Beginning with the line that contains "the woman's shoulder", copy each remaining line of the data below exactly.

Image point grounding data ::
[Start of section]

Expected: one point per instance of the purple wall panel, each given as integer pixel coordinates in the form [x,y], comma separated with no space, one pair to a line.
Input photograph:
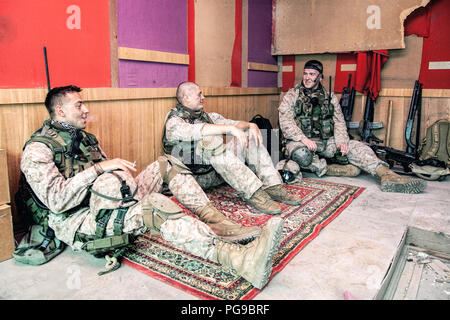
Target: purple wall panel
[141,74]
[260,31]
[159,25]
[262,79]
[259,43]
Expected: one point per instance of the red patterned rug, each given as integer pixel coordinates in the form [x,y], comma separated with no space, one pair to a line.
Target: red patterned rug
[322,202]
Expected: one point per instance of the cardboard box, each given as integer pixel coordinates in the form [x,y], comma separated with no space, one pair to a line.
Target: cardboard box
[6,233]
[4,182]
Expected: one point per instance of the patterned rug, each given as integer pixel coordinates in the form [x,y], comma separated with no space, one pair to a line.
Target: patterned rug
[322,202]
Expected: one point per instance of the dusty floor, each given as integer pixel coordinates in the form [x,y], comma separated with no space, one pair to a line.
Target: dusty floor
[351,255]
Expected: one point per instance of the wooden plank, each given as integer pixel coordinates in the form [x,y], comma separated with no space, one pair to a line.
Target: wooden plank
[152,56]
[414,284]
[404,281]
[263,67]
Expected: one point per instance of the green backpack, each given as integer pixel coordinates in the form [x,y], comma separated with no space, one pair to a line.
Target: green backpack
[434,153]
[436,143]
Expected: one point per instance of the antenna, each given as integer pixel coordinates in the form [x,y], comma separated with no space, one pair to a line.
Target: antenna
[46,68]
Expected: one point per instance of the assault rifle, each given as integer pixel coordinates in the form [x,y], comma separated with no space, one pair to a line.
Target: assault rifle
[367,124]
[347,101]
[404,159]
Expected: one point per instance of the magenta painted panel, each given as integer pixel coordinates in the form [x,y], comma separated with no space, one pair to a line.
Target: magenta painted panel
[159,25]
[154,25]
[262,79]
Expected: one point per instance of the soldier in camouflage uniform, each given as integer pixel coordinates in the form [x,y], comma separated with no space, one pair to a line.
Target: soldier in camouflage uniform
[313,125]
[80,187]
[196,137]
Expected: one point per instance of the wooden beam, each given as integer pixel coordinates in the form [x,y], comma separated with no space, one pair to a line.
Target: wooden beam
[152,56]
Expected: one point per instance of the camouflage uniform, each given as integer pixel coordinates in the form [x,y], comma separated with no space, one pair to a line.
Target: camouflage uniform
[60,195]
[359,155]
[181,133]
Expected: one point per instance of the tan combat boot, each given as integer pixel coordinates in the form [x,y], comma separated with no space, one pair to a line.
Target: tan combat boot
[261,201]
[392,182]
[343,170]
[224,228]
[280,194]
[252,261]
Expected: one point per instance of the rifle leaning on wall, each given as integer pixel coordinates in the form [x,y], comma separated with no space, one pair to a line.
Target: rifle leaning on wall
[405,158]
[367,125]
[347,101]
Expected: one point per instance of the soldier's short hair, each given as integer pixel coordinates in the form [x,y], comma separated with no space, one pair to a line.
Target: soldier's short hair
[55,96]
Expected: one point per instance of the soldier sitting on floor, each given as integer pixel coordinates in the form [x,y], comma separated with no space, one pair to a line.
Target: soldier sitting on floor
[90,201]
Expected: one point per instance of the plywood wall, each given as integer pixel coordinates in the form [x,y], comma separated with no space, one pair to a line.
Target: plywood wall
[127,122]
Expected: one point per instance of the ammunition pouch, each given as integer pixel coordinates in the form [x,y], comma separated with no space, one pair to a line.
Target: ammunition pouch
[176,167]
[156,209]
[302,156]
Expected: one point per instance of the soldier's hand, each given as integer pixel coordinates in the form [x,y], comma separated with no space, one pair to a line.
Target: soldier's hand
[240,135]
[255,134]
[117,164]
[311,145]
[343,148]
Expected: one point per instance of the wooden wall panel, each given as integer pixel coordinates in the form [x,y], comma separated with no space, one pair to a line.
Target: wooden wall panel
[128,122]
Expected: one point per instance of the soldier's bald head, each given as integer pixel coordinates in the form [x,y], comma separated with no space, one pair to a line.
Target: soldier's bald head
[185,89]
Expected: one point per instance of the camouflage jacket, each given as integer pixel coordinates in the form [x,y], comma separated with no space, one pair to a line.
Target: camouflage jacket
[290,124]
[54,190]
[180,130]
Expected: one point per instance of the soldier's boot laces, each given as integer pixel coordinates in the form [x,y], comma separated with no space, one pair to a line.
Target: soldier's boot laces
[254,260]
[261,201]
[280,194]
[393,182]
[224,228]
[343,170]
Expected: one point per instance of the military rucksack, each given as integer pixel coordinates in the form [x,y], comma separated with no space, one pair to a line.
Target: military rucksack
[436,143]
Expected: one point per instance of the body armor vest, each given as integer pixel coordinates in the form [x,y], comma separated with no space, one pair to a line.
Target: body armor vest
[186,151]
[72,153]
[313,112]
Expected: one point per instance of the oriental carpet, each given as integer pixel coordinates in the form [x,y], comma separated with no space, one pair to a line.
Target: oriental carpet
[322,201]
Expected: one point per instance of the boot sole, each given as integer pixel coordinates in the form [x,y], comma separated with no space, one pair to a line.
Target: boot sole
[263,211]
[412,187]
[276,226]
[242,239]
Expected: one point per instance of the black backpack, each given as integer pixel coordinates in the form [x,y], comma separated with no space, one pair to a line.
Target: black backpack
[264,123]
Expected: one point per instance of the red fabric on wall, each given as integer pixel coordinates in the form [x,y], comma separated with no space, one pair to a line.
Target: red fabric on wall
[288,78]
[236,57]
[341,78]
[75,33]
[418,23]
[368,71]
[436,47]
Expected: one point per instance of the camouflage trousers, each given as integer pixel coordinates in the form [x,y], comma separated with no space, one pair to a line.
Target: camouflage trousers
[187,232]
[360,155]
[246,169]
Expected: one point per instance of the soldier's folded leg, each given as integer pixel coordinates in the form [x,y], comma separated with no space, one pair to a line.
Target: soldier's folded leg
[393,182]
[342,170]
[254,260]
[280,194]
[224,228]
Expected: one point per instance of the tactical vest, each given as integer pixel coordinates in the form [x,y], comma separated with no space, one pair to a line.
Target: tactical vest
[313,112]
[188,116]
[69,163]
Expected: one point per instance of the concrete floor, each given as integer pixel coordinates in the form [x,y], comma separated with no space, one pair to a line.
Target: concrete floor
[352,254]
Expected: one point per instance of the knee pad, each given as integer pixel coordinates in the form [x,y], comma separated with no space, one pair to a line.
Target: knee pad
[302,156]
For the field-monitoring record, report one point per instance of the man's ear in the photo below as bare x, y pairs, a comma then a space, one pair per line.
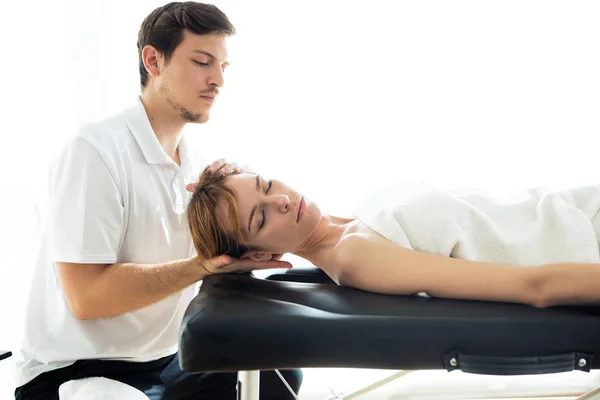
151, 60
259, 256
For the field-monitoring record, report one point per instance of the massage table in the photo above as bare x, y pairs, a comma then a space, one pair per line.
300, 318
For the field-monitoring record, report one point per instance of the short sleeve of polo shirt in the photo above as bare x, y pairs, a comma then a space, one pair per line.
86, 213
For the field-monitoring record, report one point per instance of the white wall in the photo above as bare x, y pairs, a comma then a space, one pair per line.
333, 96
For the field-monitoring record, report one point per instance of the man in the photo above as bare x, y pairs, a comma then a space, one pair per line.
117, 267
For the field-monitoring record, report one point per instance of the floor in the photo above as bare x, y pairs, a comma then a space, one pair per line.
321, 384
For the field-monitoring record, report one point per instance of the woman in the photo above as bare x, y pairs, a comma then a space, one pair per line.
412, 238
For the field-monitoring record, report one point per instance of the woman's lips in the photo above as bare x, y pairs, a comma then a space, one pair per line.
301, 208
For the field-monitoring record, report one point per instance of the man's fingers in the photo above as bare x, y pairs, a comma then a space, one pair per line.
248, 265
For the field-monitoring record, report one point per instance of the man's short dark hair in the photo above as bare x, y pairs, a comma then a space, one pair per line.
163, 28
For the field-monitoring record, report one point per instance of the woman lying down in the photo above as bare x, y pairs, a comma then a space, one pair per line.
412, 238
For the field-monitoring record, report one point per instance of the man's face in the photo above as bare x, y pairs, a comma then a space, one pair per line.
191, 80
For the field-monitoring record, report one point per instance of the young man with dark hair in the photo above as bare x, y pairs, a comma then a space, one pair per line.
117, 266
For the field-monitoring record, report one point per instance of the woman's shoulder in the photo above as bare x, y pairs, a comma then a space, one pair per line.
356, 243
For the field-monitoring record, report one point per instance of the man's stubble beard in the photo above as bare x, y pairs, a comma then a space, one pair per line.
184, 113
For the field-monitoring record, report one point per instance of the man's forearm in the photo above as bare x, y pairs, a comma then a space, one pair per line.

[End of section]

Output of the task ::
For the field-monitoring record, report one point per instance of the woman's shoulder in the photo above as bare x, y pairs, a comma then a space, one pair per line.
356, 243
For the field-monitoring record, report one point per instance of the man's stubble beard in the photo above as bare x, y pairs, a comma then a space, one pair per line.
184, 113
For the field-monitoring record, report one point per instance of the man's forearm in the photo above as bare x, y pairs, a comma then a space, one pair per line.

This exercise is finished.